*Given exercise*
Copy the data starting with the line that contains "Batch annotation spec — class name: console leg." and going on through the line that contains "[276,55,398,120]", replacing every occurrence of "bounding rectangle" with "bounding box" and leaving all else unchanged. Give only those lines.

*Records for the task*
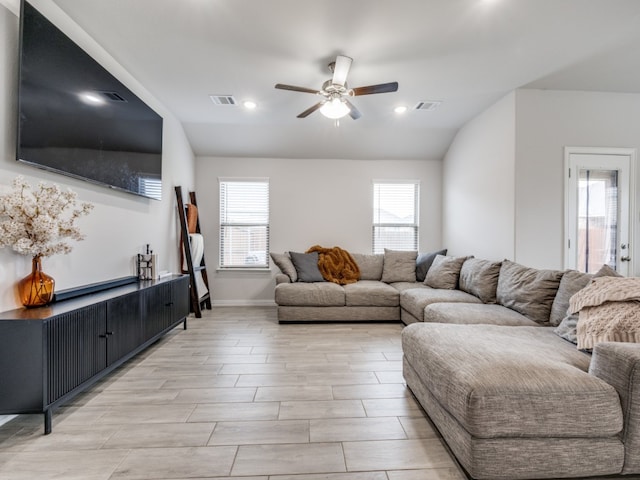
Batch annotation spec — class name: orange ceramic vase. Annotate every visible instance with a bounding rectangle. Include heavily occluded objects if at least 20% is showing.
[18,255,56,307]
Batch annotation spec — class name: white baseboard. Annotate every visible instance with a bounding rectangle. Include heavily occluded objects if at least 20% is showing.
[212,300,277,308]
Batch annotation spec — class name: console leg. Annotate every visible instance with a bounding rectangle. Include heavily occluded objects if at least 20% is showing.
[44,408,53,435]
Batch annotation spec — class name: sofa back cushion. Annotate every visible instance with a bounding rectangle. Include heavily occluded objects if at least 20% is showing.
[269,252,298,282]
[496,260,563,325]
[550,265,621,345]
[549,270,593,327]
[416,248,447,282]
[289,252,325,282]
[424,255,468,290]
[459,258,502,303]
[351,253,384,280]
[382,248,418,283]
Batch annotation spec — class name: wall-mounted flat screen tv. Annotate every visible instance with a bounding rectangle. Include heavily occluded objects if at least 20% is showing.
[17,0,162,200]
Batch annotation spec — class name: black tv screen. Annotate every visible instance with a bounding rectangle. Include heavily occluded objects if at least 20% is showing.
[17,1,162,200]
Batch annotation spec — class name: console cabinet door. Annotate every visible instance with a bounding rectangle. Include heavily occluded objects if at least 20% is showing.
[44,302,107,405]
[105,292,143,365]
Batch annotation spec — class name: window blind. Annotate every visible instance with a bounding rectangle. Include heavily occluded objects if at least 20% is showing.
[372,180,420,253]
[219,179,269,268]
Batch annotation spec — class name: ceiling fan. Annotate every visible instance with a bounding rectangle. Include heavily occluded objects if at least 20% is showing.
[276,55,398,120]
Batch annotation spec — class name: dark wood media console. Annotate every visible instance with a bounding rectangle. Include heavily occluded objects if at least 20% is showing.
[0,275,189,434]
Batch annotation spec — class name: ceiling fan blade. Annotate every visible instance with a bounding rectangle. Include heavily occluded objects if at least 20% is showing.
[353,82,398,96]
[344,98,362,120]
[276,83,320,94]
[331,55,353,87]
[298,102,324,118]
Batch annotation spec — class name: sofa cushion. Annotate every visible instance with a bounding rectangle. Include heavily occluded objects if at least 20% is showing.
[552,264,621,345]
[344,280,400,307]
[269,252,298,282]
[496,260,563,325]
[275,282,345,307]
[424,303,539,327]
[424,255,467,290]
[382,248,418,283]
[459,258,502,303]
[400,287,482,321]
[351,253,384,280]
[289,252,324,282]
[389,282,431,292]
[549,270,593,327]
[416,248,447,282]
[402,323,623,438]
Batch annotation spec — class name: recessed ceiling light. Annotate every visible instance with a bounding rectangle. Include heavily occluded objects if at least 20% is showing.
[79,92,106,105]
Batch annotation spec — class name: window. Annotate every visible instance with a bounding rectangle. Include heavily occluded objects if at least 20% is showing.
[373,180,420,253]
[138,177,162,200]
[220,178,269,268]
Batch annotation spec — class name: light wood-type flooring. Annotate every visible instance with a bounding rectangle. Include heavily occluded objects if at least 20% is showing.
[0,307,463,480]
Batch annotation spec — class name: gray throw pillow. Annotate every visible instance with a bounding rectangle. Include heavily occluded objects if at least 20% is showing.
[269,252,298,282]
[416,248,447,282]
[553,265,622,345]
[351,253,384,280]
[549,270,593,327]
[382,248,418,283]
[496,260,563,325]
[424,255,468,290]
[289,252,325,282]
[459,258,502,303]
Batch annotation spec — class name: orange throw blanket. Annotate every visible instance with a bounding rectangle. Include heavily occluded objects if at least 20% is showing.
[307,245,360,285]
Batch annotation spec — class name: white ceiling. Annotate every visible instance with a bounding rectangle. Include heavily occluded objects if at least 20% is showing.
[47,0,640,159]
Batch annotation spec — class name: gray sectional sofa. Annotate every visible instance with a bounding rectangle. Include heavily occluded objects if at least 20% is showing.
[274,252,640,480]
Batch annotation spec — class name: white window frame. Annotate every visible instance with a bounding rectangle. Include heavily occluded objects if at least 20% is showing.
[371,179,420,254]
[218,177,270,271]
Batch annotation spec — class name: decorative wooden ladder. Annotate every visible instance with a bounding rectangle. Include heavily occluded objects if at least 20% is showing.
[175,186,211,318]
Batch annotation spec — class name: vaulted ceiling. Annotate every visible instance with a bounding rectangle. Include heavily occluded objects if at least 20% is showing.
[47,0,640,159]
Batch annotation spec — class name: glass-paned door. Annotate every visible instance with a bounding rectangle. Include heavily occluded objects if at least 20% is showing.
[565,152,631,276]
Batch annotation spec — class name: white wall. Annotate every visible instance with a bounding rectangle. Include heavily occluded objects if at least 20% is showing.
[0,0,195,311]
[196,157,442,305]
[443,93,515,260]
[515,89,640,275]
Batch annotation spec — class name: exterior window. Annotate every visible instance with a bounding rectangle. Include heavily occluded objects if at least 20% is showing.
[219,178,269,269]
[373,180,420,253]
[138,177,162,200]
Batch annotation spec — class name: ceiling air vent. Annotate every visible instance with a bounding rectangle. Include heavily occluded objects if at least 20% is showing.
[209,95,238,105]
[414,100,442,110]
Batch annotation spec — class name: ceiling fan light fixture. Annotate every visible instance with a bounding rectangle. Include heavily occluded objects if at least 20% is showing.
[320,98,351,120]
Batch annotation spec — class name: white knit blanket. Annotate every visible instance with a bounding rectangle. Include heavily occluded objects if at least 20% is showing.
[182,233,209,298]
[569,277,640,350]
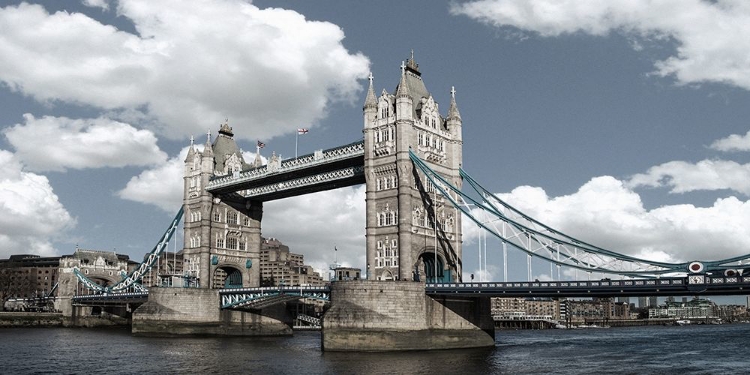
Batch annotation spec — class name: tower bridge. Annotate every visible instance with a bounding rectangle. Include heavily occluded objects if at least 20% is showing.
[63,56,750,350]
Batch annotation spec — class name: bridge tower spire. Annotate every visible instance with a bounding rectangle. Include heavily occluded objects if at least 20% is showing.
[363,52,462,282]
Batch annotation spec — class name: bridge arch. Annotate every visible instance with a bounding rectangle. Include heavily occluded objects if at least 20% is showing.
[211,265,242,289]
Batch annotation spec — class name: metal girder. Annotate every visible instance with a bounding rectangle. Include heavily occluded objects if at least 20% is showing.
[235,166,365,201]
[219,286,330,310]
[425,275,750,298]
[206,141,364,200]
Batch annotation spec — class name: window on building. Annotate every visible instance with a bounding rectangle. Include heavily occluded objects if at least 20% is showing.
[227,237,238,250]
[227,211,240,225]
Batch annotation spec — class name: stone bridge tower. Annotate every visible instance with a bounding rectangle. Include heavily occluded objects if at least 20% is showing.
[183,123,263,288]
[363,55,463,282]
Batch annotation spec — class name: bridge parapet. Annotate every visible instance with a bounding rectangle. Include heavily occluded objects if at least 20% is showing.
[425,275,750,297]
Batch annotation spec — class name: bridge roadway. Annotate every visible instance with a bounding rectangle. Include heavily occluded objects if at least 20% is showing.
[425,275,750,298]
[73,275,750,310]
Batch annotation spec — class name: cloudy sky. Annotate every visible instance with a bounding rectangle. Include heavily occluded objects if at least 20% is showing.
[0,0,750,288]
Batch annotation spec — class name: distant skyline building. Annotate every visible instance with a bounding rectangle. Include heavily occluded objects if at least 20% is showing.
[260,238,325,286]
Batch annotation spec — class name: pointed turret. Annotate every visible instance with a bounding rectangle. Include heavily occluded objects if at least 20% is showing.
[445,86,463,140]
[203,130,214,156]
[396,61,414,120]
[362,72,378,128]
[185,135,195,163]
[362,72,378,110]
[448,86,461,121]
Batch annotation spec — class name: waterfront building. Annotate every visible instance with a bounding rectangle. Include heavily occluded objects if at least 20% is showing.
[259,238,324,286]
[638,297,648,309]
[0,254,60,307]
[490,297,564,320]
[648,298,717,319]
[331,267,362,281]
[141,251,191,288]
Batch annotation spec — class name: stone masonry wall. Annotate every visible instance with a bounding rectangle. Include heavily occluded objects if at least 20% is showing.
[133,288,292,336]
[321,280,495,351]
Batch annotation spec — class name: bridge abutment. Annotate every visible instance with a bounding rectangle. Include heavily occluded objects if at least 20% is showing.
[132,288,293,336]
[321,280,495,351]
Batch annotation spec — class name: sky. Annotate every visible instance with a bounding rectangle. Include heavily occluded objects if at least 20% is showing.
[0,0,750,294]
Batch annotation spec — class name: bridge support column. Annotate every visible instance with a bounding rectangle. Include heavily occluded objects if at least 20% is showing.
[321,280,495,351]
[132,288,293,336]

*Solved problem*
Batch annotation spec — class name: console leg. Annotate every visible instance with a bounding box. Include heavily occluded objects if at least 20% is showing.
[44,408,53,435]
Batch annotation spec — class name: sofa back cushion. Annotate every visible instance with a bounding box. Include heavily occluded objects if at least 20% is showing.
[269,252,298,282]
[496,260,563,325]
[550,265,621,345]
[549,270,593,327]
[416,248,447,282]
[289,252,325,282]
[424,255,468,290]
[459,258,502,303]
[351,253,384,280]
[382,248,418,283]
Batch annotation spec — class name: wall-mounted flat screen tv. Annotate every visible instance with a bounding box. Include heavily occluded objects if at least 20% is showing.
[17,0,162,200]
Batch annotation spec — class name: black tv screen. Annotate every visible instance with a bounding box. Include heavily occluded objects if at least 20% is showing.
[17,1,162,200]
Batch annotation spec — class name: console cabinet door. Annotate every visible instance with a bounding box. Include heavily occluded objects if at least 20% is showing.
[44,302,107,405]
[105,292,143,365]
Batch annotation spec — class name: window blind. Annotate every visible instance with a bounding box. Include heavily occluded objects if at least 20% is showing.
[372,180,420,253]
[219,179,269,268]
Batch annotation spec — class name: ceiling fan. Annotate every visible instance with a bounding box. Include heavily occluded objects if at least 20% is showing.
[276,55,398,120]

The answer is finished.